# 52" Toshiba LCD Panel Replacement



## PowerCat46 (Dec 1, 2009)

First of all, a little background. I finally spoiled myself and purchased a 52" LCD Toshiba Regza television.

Apparently, my son doesn't like to wear the wrist strap on the Wii remote.

I am no longer "spoiled"...if you get my drift. Anyway...on to the question.

The panel inside the television is a Samsung "LTA520HE10". I have contacted Samsung and they tell me that this number isn't a part number of theirs. I contact Toshiba, and they tell me that this IS Samsung's number...and the Toshiba part number is "75011756".

Here's where it gets tricky.

I found a replacement part...but the numbers don't quite match up. When talking to a Toshiba tech, he told me the difference might just come down to the mounting...but he was unaware. He told me to call Samsung. I did, and it led absolutely nowhere. SO....I ended up here...hoping that someone out there can help me become "spoiled" again...at a reasonable cost.

The replacement panel is a Samsung "LTA520HE04"....or a Toshiba part number of "75009680".

Does anyone know if these two part numbers are interchangeable? The one technician, the only one with a clue thus far, explained that the replacement panel is a year older than the original part...and the change in number might have to do with the styling/mounting of the unit.

Anyway...a few more numbers that may help. The Original TV model number is "Toshiba 52XV540U Regza"...and the replacement panel is designed for a "Toshiba 52LX177 Regza"

Those are all the numbers I have...and I hope that someone can point me in the right direction...as all roads I have taken thus far have been dead ends.

So...to summarize...

Original;
Toshiba Regza model 52XV540U
Samsung LCD panel - LTA520HE10
Toshiba LCD panel # - 75011756

Replacement Parts;
Toshiba Regza model 52LX177
Samsung LCD panel - LTA520HE04
Toshiba LCD panel # - 75009680


Question...do they cross? Are they the same panel?

Thanks in advance.

Matt


----------



## octaneman (May 13, 2009)

Hi Powercat46

One of the major headaches with large panel sets is that parts are made from various manufacturers and then the whole thing is assembled somewhere else. The only way to make sure that the parts numbers cross, is to have a master catalog from a second or third party vendor of replacement screen components. At best, you can use the replacement numbers as a reference points to call repair centers in your area that specialize in repairing your set ( not the manufacturer , they are useless) and you can order the parts from them. When and if you decide to contact one of these centers, make sure you talk with someone in the parts department who knows what they're doing, give both numbers so he/she can cross reference with the information they have in their database. 

Good luck !


----------

To-do list
• A. Reproduce the passage of the Toshiba LCD panel thread that opens with the words containing "## PowerCat46 (Dec" and closes with "it gets tricky.".
• B. In the Toshiba LCD panel thread, what Toshiba part number did Toshiba give for the original LCD panel?

Stored data
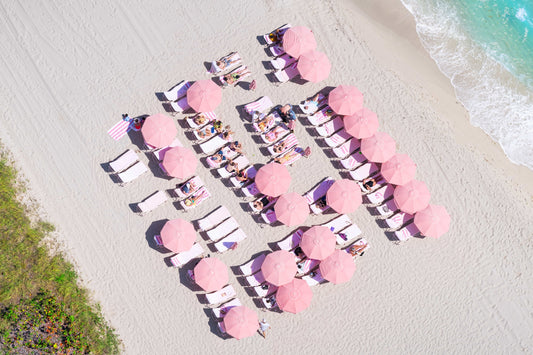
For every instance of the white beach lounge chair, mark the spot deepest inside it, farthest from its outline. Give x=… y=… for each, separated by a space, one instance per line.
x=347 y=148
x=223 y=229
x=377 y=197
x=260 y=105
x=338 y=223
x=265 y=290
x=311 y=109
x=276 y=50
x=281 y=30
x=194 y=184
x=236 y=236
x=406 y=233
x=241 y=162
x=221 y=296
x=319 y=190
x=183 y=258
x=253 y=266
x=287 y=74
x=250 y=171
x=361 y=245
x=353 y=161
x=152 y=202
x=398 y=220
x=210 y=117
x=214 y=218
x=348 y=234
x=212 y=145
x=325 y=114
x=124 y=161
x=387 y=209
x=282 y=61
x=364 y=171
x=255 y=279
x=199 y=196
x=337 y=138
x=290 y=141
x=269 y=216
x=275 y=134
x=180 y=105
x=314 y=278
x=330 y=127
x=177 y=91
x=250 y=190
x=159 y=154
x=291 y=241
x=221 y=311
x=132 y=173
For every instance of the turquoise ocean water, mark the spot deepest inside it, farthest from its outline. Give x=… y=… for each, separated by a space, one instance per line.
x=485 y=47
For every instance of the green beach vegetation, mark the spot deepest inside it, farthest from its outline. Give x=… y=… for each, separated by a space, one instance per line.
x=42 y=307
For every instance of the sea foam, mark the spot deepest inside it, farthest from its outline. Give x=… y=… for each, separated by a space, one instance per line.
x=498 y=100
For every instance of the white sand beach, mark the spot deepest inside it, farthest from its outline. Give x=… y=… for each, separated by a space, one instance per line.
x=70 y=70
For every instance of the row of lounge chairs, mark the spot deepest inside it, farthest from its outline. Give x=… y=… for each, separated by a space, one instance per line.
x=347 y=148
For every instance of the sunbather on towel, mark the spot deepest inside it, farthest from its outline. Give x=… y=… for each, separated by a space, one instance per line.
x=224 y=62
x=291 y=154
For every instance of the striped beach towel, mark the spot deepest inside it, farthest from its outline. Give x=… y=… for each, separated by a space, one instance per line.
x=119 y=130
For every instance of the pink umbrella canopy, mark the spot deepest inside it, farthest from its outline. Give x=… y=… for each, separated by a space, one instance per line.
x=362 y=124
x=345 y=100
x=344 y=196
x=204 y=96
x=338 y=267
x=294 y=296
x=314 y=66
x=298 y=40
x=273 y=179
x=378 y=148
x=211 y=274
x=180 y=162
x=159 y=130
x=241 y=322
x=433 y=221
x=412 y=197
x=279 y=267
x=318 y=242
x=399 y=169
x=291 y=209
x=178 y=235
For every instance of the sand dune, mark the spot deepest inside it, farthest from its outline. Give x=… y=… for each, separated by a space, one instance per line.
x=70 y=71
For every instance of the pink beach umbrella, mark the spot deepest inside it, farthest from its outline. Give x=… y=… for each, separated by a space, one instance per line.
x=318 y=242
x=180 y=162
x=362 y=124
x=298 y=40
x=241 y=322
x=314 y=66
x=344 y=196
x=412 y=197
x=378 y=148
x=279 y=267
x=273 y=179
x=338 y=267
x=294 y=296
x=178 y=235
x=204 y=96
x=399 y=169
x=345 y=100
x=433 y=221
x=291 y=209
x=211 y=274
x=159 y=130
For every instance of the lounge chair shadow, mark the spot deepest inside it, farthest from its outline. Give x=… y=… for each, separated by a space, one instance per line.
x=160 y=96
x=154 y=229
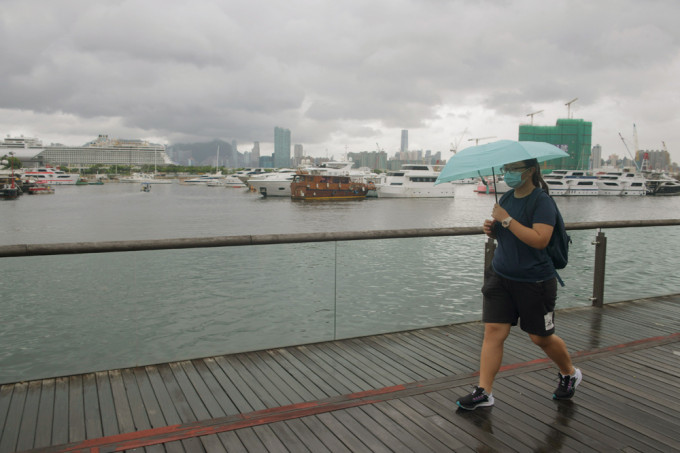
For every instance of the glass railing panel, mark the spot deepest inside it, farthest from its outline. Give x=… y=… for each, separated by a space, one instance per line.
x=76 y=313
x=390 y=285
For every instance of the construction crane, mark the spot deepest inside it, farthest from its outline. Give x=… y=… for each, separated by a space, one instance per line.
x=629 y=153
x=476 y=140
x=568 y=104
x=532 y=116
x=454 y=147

Expected results
• A.
## PowerCat46 (Dec 1, 2009)

First of all, a little background. I finally spoiled myself and purchased a 52" LCD Toshiba Regza television.

Apparently, my son doesn't like to wear the wrist strap on the Wii remote.

I am no longer "spoiled"...if you get my drift. Anyway...on to the question.

The panel inside the television is a Samsung "LTA520HE10". I have contacted Samsung and they tell me that this number isn't a part number of theirs. I contact Toshiba, and they tell me that this IS Samsung's number...and the Toshiba part number is "75011756".

Here's where it gets tricky.

• B. 75011756